- _Aufgabenstellung_:
Tausche im Forenbeitrag über Rollenspielgruppen im Abschnitt von "Zum Thema Chars" bis "Vor einem Endkampf?" das Wort "Taktikbesprechungen" gegen "Planungsrunden" aus und gib diesen Abschnitt so wieder.

- _Zitierter Abschnitt_:
========

Zum Thema Chars ausspielen: Etwa die Hälfte der Gruppe besteht aus Chars (und Spielern) denen die ellenlangen Taktikbesprechungen regelmäßig zu viel werden. Leider haben die Spieler oft nicht den Schneid (oder sind zu höflich) die Handlung an sich zu reißen. Manchmal versuche ich das dann aus ihnen heraus zu kitzeln, indem ich die Spieler gesondert anspreche. Irgendwann kommen die anderen dann auch mit, um zu sehen wie's weiter geht. Das funktioniert aber auch nicht immer. Vielleicht sollte ich diese Spieler aber mehr belohnen, wenn sie sich doch einmal durchringen etwas auf eigene Faust zu unternehmen.

Zitat
Grundsätzlich würde mich interessieren, wann die Diskussionen auftreten:
Vor einem Endkampf?
Vor jedem Kampf?
Antwort 3: Vor fast jeder Entscheidung. (Welcher Char kauft was ein? Welchen Weg sollen wir gehen? Wer hält wann und wo Nachtwache? Wie sprechen wir den Bürgermeister an? Und natürlich auch während eines Kampfes)

Komplett unterdrücken möchte ich die Planungswut auch nicht. Manchmal ist es echt notwendig; vor schweren Kämpfen oder Einbrüchen in ein schwer bewachtes Gebäude z.B. Aber wenn das dann so extrem wird, dass wir an einem 9-stündigen DnD-Nachmittag nur 5 Räume im Dungeon schaffen (mit insgesamt 2 Kampfbegegnungen mit je einem HG von der halben Gruppenstufe) wird es mir doch etwas viel. >_-
... berichtigt mich, wenn ich falsch liege ...

Kree

  • Mitglied
Wie spontane Individualentscheidungen fördern?
« Antwort #4 am: 23. Januar 2014, 16:28:42 »
Hallo,

ein anderer Weg das Problem in den Griff zu kriegen ist mal wieder das Abenteuer-Design umzustellen. Probleme sollten so einfach sein, das es den Spielern als Zeit verschwendung vorkommt lange zu Planen, das wird natürlich nicht immer gehen und es wird auch lange dauern bis man wirklich eine Besserung bemerkt.

Ich versuch mal zu erklären wie ich es meine, wenn deine Spieler z.B. sich ewig lange überlegen wie sie aus dem Gespräch mit Person X alle relevanten Informationen herrauslocken, sollte Person X einfach von sich aus alles wichtige im ersten Satz sagen.

Schwer zu erklären, aber der Kern ist das man Planung einfach im Abenteuer "überflüssiger" macht. Bei Kämpfen wird das nicht gut klappen, aber bei allen anderen geht das ganz gut.

mfg
Kree

G4schberle

  • Globaler Moderator
Wie spontane Individualentscheidungen fördern?

========

[Eine Reihe von Einträgen]
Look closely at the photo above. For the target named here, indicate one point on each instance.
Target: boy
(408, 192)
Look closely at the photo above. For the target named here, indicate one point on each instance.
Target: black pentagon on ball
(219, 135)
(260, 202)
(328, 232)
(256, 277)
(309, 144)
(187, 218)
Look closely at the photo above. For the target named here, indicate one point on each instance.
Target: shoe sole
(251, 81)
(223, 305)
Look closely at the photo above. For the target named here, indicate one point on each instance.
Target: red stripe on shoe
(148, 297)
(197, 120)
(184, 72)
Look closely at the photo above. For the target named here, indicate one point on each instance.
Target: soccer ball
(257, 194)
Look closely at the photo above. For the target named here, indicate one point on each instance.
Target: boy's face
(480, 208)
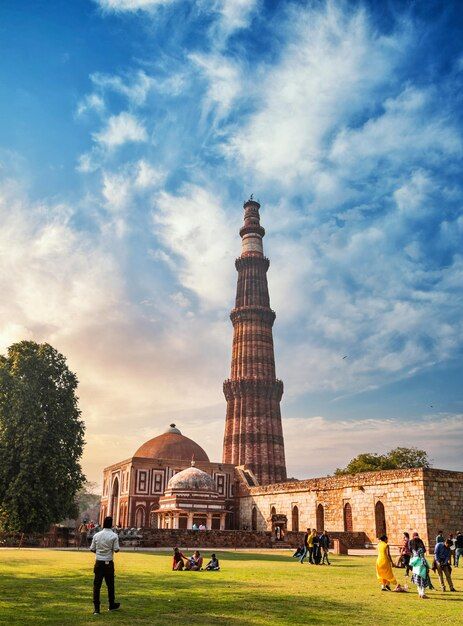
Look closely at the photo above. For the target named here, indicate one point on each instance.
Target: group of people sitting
(194, 562)
(412, 558)
(315, 546)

========

- _Vollständige Ausgabe_:
Zum Thema Chars ausspielen: Etwa die Hälfte der Gruppe besteht aus Chars (und Spielern) denen die ellenlangen Planungsrunden regelmäßig zu viel werden. Leider haben die Spieler oft nicht den Schneid (oder sind zu höflich) die Handlung an sich zu reißen. Manchmal versuche ich das dann aus ihnen heraus zu kitzeln, indem ich die Spieler gesondert anspreche. Irgendwann kommen die anderen dann auch mit, um zu sehen wie's weiter geht. Das funktioniert aber auch nicht immer. Vielleicht sollte ich diese Spieler aber mehr belohnen, wenn sie sich doch einmal durchringen etwas auf eigene Faust zu unternehmen.

Zitat
Grundsätzlich würde mich interessieren, wann die Diskussionen auftreten:
Vor einem Endkampf?